* WORK TO COMPLETE *
Could you copy every item below line for line, without changing a single character?

* RECORDS SUPPLIED *

++++++

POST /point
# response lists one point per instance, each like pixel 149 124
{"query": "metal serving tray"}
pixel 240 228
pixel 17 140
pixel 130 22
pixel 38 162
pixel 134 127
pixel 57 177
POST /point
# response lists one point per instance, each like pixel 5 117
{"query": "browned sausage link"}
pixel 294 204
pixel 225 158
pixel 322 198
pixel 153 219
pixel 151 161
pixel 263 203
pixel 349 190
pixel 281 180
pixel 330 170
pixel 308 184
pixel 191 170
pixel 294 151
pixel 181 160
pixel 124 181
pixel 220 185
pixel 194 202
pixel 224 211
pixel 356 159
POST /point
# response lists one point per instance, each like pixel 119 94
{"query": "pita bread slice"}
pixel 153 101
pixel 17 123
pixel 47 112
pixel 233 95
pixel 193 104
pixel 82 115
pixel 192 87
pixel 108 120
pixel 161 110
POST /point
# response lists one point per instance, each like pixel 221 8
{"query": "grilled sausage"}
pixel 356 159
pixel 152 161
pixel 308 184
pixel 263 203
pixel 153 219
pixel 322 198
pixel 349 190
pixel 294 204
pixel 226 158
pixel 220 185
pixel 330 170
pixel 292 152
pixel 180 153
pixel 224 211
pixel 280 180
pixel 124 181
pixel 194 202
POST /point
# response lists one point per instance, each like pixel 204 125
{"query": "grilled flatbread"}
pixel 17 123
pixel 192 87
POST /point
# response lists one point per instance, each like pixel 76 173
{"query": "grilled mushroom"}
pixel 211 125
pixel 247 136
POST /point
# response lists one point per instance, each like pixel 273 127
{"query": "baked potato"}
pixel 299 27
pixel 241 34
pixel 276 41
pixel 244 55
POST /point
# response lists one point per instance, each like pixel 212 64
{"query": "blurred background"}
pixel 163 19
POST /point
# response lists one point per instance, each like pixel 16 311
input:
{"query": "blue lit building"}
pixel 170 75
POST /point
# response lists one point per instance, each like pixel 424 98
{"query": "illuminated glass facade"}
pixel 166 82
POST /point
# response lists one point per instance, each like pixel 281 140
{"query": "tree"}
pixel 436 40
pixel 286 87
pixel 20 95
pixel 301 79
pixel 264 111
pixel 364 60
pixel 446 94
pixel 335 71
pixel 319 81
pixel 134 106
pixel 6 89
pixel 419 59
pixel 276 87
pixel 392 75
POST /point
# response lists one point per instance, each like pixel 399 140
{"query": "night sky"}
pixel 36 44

++++++

* REPLY TO THE TASK *
POST /point
# response lists one point per instance, each like pixel 149 124
{"query": "metal serving tray"}
pixel 240 228
pixel 17 140
pixel 130 22
pixel 38 162
pixel 134 127
pixel 57 177
POST /point
# response lists one point per instance, each like pixel 5 117
{"query": "browned sausage link"}
pixel 294 204
pixel 225 158
pixel 322 198
pixel 153 219
pixel 151 161
pixel 263 203
pixel 349 190
pixel 281 180
pixel 330 170
pixel 308 184
pixel 191 170
pixel 294 151
pixel 181 160
pixel 124 181
pixel 220 185
pixel 194 202
pixel 224 211
pixel 356 159
POST /point
# response lists one point per instance, each like pixel 119 94
{"query": "pita bread slice"}
pixel 153 101
pixel 17 123
pixel 47 112
pixel 233 95
pixel 193 104
pixel 82 115
pixel 192 87
pixel 108 120
pixel 161 110
POST /point
# response lists one point per instance, each like pixel 221 8
{"query": "grilled sausage"}
pixel 356 159
pixel 152 161
pixel 308 184
pixel 263 203
pixel 153 219
pixel 322 198
pixel 349 190
pixel 294 204
pixel 226 158
pixel 220 185
pixel 330 170
pixel 292 152
pixel 180 153
pixel 224 211
pixel 280 180
pixel 124 181
pixel 194 202
POST /point
# response lists one point per instance, each like pixel 204 125
{"query": "grilled flatbread"}
pixel 17 123
pixel 192 87
POST /point
# response lists one point per instance, each like pixel 76 173
{"query": "grilled mushroom"}
pixel 211 125
pixel 247 136
POST /point
# response lists one point per instance, each like pixel 273 127
{"query": "baked potato"}
pixel 299 27
pixel 241 34
pixel 276 41
pixel 244 55
POST /point
# response lists one point per instance, each like pixel 212 64
{"query": "blurred background"}
pixel 163 19
POST /point
# response lists one point per instance, each like pixel 16 311
input:
{"query": "blue lit building"}
pixel 170 75
POST /point
# response lists one point per instance, each like pixel 424 98
{"query": "illuminated glass facade"}
pixel 166 82
POST /point
# response lists one point per instance, each like pixel 281 140
{"query": "tree"}
pixel 436 40
pixel 286 87
pixel 20 95
pixel 301 79
pixel 264 111
pixel 364 60
pixel 446 94
pixel 335 71
pixel 319 81
pixel 134 106
pixel 6 89
pixel 419 59
pixel 276 87
pixel 392 75
POST /point
# response lists one point per instance, each like pixel 399 140
{"query": "night sky"}
pixel 36 44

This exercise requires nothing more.